> Given request: Repeat the following lines verbatim, from the first line through the line that contains "[158, 370, 323, 419]", with both of those lines included.

________

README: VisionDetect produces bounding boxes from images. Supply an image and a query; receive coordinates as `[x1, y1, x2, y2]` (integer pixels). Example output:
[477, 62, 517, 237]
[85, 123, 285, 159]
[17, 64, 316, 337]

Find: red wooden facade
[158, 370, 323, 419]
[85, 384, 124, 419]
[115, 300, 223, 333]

________

> The response:
README: VisionDetect produces bounding boxes from images. Supply an image and a query; receive coordinates as `[x1, y1, x2, y2]` (integer pixels). Example output:
[477, 62, 517, 237]
[85, 123, 285, 159]
[17, 64, 316, 337]

Find: red wooden facade
[158, 370, 323, 419]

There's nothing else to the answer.